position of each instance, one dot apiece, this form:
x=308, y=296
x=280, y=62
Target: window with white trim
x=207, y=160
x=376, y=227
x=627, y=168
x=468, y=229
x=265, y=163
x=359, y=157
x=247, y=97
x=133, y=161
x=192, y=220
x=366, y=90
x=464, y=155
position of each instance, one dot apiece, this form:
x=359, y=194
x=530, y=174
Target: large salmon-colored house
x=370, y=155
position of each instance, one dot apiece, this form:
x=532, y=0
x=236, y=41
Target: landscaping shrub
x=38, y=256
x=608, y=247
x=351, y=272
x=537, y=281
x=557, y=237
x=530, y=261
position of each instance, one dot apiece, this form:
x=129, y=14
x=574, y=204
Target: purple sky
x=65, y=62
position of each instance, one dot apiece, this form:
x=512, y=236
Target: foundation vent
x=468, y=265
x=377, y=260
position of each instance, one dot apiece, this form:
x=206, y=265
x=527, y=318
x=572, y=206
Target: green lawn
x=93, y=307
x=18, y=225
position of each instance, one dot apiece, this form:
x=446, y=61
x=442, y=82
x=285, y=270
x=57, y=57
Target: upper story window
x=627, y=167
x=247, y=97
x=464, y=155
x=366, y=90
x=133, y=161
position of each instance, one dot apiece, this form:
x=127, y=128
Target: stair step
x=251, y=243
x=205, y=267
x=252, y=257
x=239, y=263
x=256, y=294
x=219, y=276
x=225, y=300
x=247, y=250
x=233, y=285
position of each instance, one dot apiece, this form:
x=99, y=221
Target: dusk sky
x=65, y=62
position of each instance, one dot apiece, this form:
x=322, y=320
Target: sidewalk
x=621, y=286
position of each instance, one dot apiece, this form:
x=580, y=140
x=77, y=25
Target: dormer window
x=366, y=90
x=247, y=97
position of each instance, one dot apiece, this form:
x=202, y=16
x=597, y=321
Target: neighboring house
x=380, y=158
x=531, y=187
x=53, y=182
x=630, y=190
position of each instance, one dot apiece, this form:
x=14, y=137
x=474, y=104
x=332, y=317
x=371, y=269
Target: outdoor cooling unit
▬▬▬
● WHAT NEEDS TO BE DONE: Your reply must contain exactly the lines from the first line of the data through the line holding "x=530, y=174", and nothing more.

● ANSWER SECTION:
position of each instance, one dot apiece, this form:
x=308, y=296
x=280, y=62
Target: window with white trim
x=207, y=160
x=376, y=227
x=627, y=168
x=468, y=229
x=265, y=163
x=359, y=157
x=247, y=97
x=133, y=161
x=192, y=220
x=366, y=90
x=464, y=155
position of each instance, one dot apiece, this form:
x=359, y=194
x=530, y=174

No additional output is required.